- **Problem details**: Rewrite every one of the following items, swapping "pin" for "marker" and keeping everything else the same. Leave the pictures out of your answer.

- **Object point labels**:
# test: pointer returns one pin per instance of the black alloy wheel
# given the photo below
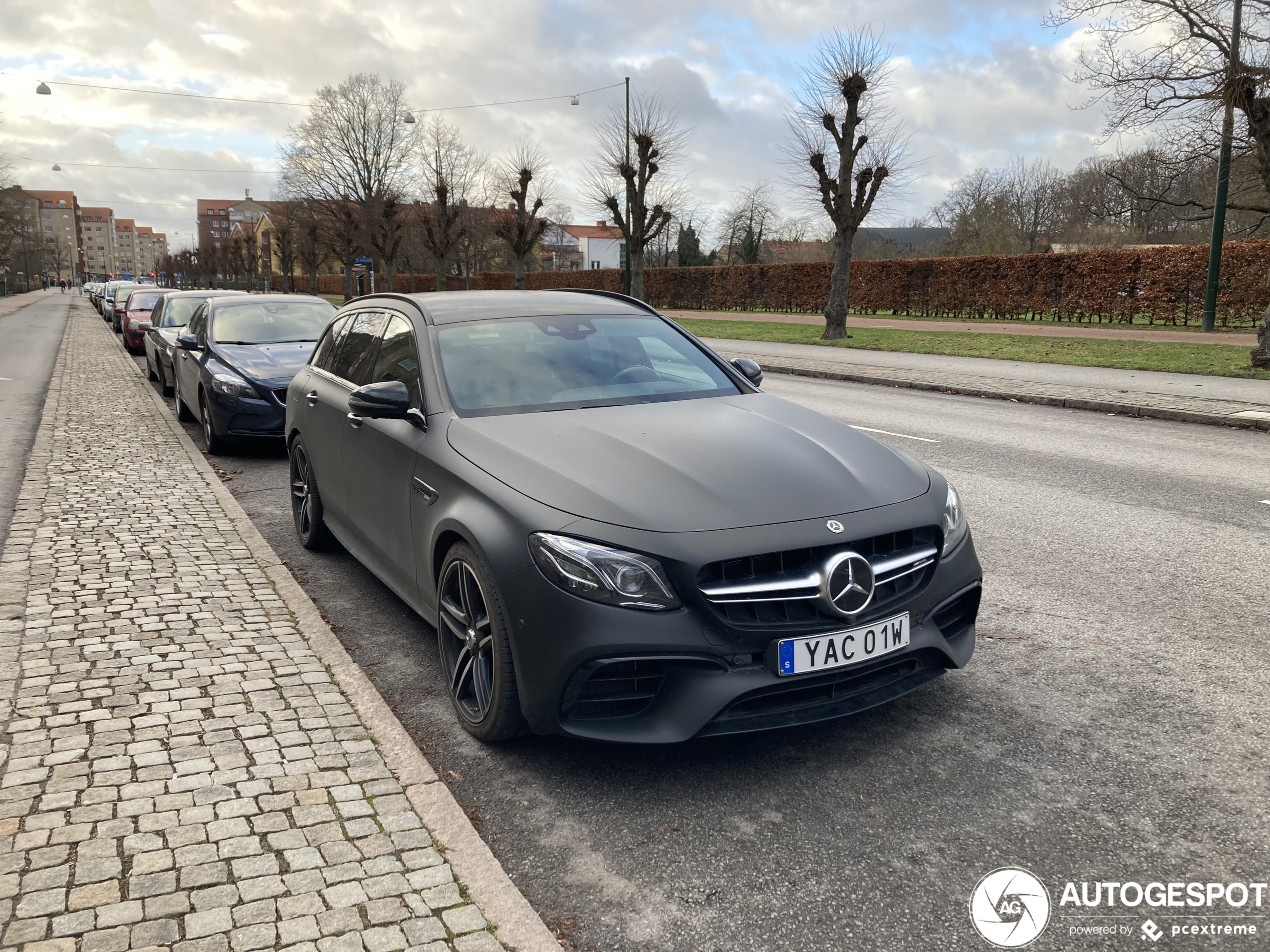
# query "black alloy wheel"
(211, 438)
(306, 507)
(474, 652)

- **Completed exercise**:
# test: pointer returns one marker per instance of the black alloy wheel
# given the photo below
# query "black alloy wheel"
(211, 438)
(306, 507)
(474, 652)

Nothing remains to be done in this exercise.